_TASKS:_
**A.** In the vet-visit thread, what did the new doctor trim?
**B.** Using the vet-visit thread, explain why Sophie considers the new doctor much better.
**C.** Reproduce the vet-visit thread word for word from "# I has a new" to "tacksee ride home.".

_SELECTED EXCERPT:_
.....
# I has a new vets!



## Sophie's Humble Servant (Aug 15, 2014)

I meets my new doctor today! I was scared and I peed my fur on the way there
The doctor hoomin let me stay on the ground and trimmed my hoofs! I didn't get flipped over so I say it's much better for me. She also says "nice teeths Sophie" and says I am very healthy and my hoomin is doing a good job with feeding me and caring abouts me. I don't like they takes my tem-pra-chure, says it's normal but I don't feels normal when they pokes me, you know where! 

My hoomin gave me nibbly crunchy treats, it helps me forget the scary tacksee ride home. 

When I came home, my Meows was waiting for me. I love Meows and my Hoomin, they are swell.


----------



## bunnyman666 (Aug 15, 2014)

Dumpy takes me to the bunny doctor. Bunny Doc tells me how awesome I am. She also tells Dumpy how old I am and is very surprised. I wish I could tell her that Dumpy is a LOT older than I.
.....
_PROVIDED MATERIAL:_
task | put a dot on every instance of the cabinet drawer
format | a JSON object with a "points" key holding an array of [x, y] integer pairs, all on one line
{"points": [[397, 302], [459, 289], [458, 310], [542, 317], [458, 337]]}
.....
_THE REPLIES:_
**A.** Sophie's hoofs.

**B.** The doctor let Sophie stay on the ground while trimming the hoofs, and Sophie wasn't flipped over.

**C.**
# I has a new vets!



## Sophie's Humble Servant (Aug 15, 2014)

I meets my new doctor today! I was scared and I peed my fur on the way there
The doctor hoomin let me stay on the ground and trimmed my hoofs! I didn't get flipped over so I say it's much better for me. She also says "nice teeths Sophie" and says I am very healthy and my hoomin is doing a good job with feeding me and caring abouts me. I don't like they takes my tem-pra-chure, says it's normal but I don't feels normal when they pokes me, you know where! 

My hoomin gave me nibbly crunchy treats, it helps me forget the scary tacksee ride home.